:: Source data

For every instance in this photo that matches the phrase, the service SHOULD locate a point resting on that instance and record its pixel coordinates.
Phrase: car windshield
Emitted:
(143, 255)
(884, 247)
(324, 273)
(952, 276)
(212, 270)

::::

Work to be completed -> Copy down the entries exactly, leaving out no line.

Completed task ->
For every instance in this photo that matches the phrase, the service SHOULD locate a point resting on that instance and record its pixel coordinates.
Phrase: car windshield
Emitted:
(143, 255)
(884, 247)
(324, 273)
(952, 276)
(212, 270)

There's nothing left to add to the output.